Dataset excerpts on object pointing
»»

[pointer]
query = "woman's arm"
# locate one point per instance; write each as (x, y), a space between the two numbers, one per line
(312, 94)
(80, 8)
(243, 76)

««

Work instructions:
Output every entry above as a two-column CSV with the headers entry_text and answer, one row per entry. Put the entry's text and its answer each in a single quoted field, with line breaks replaced by spaces.

Output of the task:
entry_text,answer
"[pointer] query = ""woman's arm"" # locate one point per instance; write each as (x, y), a space between the two numbers, one per line","(312, 94) (80, 8) (243, 76)"